Print the listing below line for line without changing any wording, and leave the pictures out of your answer.

==== Data for this exercise ====

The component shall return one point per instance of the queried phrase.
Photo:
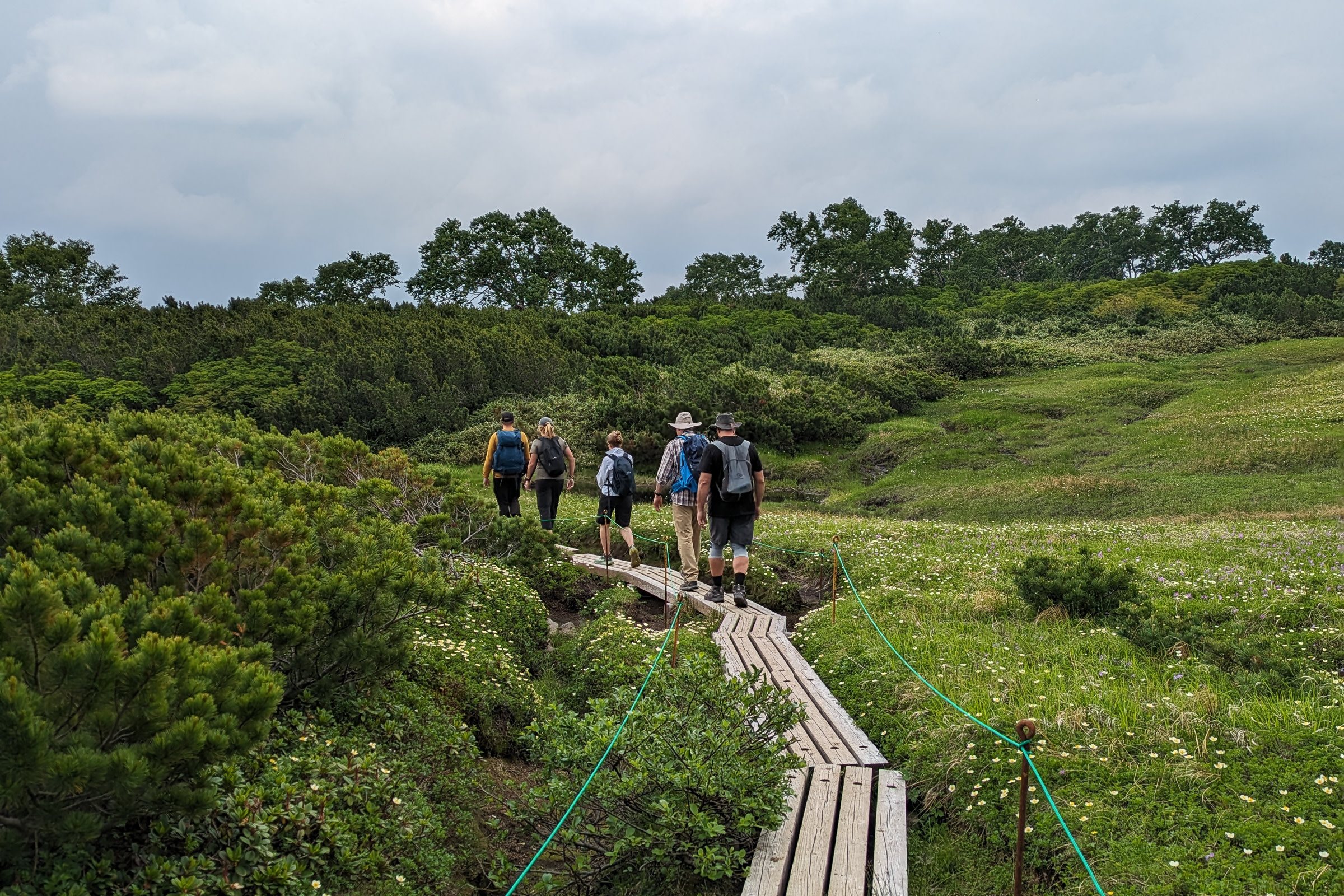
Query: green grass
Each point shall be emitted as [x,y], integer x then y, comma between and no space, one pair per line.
[1254,430]
[1114,720]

====

Result for this exercise:
The component shall return one point per instance of the queried phrase.
Photo:
Query: green grass
Each point shall be emitted as [x,y], integer x then y, comma between and no space, one pair per line.
[1254,430]
[1114,720]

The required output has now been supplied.